** ASSIGNED TASK 1 **
Answer these from the forum thread on Langchain and ChatGPT:
(a) In what month and year was Langchain released?
(b) Which architecture does the thread say was not created by OpenAI?
(c) What does the last post call GPT-2?
** ASSIGNED TASK 2 **
From the forum thread on Langchain and ChatGPT, extract the passage between "Chat GPT is" and "instruct tunes happened.", inclusive.
** ASSIGNED TASK 3 **
Continue the forum thread on Langchain and ChatGPT from where it stops.

** READING PASSAGE **
# # #

Langchain was released in October 2022. ChatGPT was released in November 2022.
Langchain was before chat models were invented. It let us turn these one-shot APIs into Markov chains. ChatGPT came in and made us realize we didn't want Markov chains; a conversational structure worked just as well.
After ChatGPT and GPT 3.5, there were no more non-chat models in the LLM world. Chat models worked great for everything, including what we used instruct & completion models for. Langchain doing chat models is just completely redundant with its original purpose.
Chat GPT is just GPT version 3.5. OpenAI released many other versions of GPT before that. In fact, Open AI became really popular around the time of the GPT 2 which was a fairly good chat model.
Also, the Transformer architecture was not created by OpenAI so LLMs were a thing way before OpenAI existed :)
GPT-2 was not a fairly good chat model, it was a completely incoherent completion model. GPT-3 was not much better overall (take any entry level 1B sized model you can find today and it'll steamroll it in every way, hell probably even smaller ones), and the public at large never really had any access to it, I vaguely recall GPT 3 being locked behind an approval only paid API or something unfeasible like that. Nobody cared until instruct tunes happened.

# # #

** DATA RECORDS **
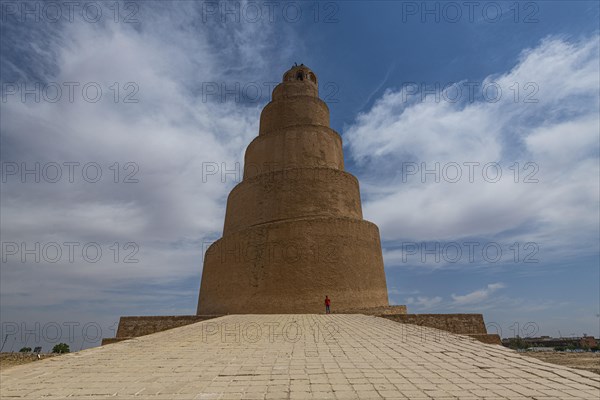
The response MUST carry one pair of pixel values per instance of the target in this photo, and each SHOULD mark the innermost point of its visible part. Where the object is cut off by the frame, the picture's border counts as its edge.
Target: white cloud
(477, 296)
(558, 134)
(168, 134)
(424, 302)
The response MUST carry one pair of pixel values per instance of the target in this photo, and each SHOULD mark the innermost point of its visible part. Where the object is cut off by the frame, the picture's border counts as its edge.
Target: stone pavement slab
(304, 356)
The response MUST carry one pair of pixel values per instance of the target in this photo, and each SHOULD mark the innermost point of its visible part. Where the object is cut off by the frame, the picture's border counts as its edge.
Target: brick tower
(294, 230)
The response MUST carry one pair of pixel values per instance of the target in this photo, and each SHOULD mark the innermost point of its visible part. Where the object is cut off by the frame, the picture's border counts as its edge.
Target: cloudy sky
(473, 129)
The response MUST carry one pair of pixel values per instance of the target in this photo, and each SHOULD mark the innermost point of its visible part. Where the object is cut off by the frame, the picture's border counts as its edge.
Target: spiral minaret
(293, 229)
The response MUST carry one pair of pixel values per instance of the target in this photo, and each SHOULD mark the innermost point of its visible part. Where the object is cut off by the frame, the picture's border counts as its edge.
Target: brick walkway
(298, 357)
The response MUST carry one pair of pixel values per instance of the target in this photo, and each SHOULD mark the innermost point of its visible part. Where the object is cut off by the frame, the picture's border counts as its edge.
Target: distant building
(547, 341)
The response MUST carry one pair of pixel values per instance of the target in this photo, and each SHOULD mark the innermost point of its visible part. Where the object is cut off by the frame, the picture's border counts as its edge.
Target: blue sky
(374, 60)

# # #

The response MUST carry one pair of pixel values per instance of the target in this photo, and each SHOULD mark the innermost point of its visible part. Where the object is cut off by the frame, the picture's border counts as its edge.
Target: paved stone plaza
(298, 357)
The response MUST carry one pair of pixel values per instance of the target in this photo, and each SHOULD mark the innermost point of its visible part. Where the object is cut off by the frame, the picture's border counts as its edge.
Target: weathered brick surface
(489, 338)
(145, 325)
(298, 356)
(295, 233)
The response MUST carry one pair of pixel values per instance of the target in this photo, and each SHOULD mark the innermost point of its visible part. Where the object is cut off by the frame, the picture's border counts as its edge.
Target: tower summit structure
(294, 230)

# # #

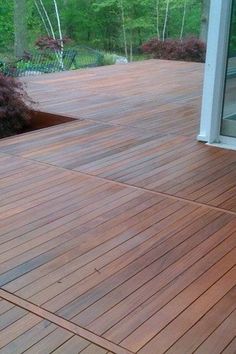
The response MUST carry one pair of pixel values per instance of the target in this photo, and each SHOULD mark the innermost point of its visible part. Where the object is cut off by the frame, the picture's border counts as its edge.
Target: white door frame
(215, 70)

# # #

** EXPECTED OUTPUT 1 **
(a) October 2022
(b) The Transformer architecture
(c) A completely incoherent completion model

** EXPECTED OUTPUT 2 **
Chat GPT is just GPT version 3.5. OpenAI released many other versions of GPT before that. In fact, Open AI became really popular around the time of the GPT 2 which was a fairly good chat model.
Also, the Transformer architecture was not created by OpenAI so LLMs were a thing way before OpenAI existed :)
GPT-2 was not a fairly good chat model, it was a completely incoherent completion model. GPT-3 was not much better overall (take any entry level 1B sized model you can find today and it'll steamroll it in every way, hell probably even smaller ones), and the public at large never really had any access to it, I vaguely recall GPT 3 being locked behind an approval only paid API or something unfeasible like that. Nobody cared until instruct tunes happened.

** EXPECTED OUTPUT 3 **
You are saying that after having experienced all the subsequent versions. GPT-2 was fairly good, not impressive but fairly good. People were using for all sorts of stuff for the fun of it. The GPT 3 versions were really impressive and had everyone here super excited
I'd argue the GPT-3 results were really cherry picked by the few people who had access, at least if the old versions of 3.5 and turbo are anything to go by. The hype would've died instantly if anyone had actually tried them themselves and realized that there's no consistency.
If you want to try out GPT-2 to refresh your memory, here [0] is an online demo. It's bad, I'd say worse than classical graph/tree based autocomplete. I'm fairly sure Swiftkey makes more coherent sentences.
[0] https://transformer.huggingface.co/doc/gpt2-large
Open AI when they gave press access to gpt said that you must not publish the raw output for AI safety reasons. So naturally people self selected the best outputs to share.
OpenAI had a real issue with making (for their time) great models but streching their rollout over months. They gave access to press and some twitter users, everyone else had to apply for their use case only to be put on the waitlist. That completely killed any momentum.
The first version of ChatGPT wasn't a huge leap from simulating chat with instruction-tuned GPT 3.5, the real innovation was scaling it to the point where they could give the world immediate and free access. That built the hype, and that success allowed them to make future ChatGPT versions a lot better than the instruction-tuned models ever were.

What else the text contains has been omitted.